Written task: Copy out only those lines running from the line with "Where can the illuminated" to the end of the listing, keeping each one exactly as it is.

━━━ Information given

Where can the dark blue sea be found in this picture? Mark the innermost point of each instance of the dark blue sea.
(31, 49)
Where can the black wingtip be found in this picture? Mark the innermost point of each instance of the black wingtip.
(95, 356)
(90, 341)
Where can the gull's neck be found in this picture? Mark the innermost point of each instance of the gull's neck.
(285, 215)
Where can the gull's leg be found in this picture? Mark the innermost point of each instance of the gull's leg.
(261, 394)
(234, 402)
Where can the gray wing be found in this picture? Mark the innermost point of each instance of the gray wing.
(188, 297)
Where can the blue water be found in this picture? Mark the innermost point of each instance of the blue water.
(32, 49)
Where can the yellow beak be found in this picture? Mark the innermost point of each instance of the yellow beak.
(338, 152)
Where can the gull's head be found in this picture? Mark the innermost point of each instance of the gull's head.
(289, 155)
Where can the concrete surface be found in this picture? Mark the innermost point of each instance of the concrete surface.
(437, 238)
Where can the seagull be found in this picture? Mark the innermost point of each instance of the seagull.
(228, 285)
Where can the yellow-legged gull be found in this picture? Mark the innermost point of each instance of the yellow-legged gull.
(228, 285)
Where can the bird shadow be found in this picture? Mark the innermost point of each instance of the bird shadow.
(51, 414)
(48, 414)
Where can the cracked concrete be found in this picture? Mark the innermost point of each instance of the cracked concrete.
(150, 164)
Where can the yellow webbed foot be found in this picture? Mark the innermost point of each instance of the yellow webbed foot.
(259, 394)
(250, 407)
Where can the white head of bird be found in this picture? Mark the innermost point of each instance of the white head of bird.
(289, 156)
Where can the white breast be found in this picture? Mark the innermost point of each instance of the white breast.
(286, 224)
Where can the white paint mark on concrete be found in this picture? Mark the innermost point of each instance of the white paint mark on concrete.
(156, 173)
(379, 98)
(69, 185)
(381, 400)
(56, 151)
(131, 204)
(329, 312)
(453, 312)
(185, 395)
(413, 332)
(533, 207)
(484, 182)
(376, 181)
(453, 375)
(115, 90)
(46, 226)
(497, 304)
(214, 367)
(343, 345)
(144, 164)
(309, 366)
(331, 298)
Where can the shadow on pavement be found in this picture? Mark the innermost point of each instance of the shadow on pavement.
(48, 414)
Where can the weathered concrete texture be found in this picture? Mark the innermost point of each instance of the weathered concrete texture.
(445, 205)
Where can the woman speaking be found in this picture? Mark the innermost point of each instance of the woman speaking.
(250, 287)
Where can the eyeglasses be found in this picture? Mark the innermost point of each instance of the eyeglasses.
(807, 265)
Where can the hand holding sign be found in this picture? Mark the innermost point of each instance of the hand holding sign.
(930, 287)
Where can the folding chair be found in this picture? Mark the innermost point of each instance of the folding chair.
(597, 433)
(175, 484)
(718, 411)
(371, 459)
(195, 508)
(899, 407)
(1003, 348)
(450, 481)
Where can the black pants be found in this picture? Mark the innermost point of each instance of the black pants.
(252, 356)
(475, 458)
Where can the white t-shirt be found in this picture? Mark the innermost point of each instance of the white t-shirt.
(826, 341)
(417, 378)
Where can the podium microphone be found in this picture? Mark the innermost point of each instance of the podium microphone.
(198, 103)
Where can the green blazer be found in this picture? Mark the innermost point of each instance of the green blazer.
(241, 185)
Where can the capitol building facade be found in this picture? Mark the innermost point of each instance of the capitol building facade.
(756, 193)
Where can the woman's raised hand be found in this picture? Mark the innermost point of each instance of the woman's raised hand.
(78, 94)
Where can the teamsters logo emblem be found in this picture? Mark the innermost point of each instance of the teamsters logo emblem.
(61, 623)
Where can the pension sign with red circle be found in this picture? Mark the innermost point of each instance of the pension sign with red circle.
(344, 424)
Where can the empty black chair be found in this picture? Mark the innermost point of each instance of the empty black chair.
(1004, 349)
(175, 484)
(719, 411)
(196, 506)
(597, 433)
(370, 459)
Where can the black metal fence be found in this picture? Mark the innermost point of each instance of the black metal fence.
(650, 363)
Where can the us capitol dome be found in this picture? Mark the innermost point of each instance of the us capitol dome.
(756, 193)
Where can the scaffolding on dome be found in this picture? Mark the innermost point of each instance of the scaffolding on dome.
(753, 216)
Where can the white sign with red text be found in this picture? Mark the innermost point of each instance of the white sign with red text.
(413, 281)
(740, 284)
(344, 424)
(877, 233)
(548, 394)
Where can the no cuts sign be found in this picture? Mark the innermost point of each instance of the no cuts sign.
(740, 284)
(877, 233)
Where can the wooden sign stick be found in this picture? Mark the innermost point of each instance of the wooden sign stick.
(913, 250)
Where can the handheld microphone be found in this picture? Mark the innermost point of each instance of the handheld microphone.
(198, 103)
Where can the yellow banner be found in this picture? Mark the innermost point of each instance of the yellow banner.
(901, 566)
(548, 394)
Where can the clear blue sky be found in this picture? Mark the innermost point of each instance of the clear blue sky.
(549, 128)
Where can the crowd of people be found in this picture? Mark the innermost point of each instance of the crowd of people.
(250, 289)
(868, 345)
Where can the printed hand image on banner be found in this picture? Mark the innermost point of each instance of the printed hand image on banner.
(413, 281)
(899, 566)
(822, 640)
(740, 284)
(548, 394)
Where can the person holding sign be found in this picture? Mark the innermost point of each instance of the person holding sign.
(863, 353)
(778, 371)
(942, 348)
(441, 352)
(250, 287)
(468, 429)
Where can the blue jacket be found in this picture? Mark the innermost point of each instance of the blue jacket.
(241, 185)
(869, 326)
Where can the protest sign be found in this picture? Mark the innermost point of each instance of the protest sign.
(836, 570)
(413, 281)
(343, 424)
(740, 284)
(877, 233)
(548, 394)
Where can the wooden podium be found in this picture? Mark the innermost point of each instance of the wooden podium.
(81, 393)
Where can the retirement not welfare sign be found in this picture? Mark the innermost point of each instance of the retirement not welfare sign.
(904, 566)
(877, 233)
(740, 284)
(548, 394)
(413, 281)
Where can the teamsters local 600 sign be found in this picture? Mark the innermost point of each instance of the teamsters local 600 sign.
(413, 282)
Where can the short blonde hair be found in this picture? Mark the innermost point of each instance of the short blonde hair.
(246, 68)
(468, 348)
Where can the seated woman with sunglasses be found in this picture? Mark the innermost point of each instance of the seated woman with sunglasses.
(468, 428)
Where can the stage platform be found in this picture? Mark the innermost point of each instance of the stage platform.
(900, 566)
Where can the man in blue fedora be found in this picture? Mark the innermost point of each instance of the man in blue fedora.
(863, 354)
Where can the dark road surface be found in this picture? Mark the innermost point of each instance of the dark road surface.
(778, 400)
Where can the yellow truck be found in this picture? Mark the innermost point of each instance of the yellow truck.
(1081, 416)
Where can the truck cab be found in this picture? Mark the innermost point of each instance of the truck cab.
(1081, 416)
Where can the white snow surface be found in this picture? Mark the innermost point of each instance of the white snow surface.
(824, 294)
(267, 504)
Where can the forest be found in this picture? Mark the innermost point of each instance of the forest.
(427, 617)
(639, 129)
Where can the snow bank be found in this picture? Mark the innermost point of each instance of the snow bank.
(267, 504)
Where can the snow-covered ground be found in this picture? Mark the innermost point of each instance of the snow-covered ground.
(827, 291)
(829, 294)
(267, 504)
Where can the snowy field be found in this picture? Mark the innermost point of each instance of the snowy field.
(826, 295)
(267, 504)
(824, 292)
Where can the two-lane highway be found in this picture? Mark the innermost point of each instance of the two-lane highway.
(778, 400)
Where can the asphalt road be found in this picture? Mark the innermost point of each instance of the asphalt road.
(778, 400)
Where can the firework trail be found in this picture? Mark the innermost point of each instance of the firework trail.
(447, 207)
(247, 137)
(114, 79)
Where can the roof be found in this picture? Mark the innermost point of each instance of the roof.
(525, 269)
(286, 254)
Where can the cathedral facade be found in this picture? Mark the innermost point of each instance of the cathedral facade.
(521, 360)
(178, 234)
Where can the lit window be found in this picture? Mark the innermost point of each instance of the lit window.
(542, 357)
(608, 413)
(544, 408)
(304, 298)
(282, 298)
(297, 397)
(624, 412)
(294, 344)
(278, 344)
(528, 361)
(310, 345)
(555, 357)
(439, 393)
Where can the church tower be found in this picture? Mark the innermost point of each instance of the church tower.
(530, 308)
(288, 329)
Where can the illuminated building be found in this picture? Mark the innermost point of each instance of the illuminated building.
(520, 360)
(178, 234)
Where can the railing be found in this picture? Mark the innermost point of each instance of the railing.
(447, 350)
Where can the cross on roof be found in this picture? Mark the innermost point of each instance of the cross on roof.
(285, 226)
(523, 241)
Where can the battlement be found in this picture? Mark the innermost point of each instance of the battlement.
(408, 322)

━━━━━━

Result of this task:
Where can the illuminated building be found in this picture? Mark the innermost point of each instance of the illuminated building.
(520, 360)
(178, 234)
Where can the railing be found in this picture? Mark the innermost point of each instance of the railing.
(447, 350)
Where can the cross on roof be found in this picture? Mark the innermost point of each instance of the cross on roof.
(285, 226)
(523, 241)
Where can the battlement be found in this picture? Mark the innermost point of each instance of the battlement.
(408, 322)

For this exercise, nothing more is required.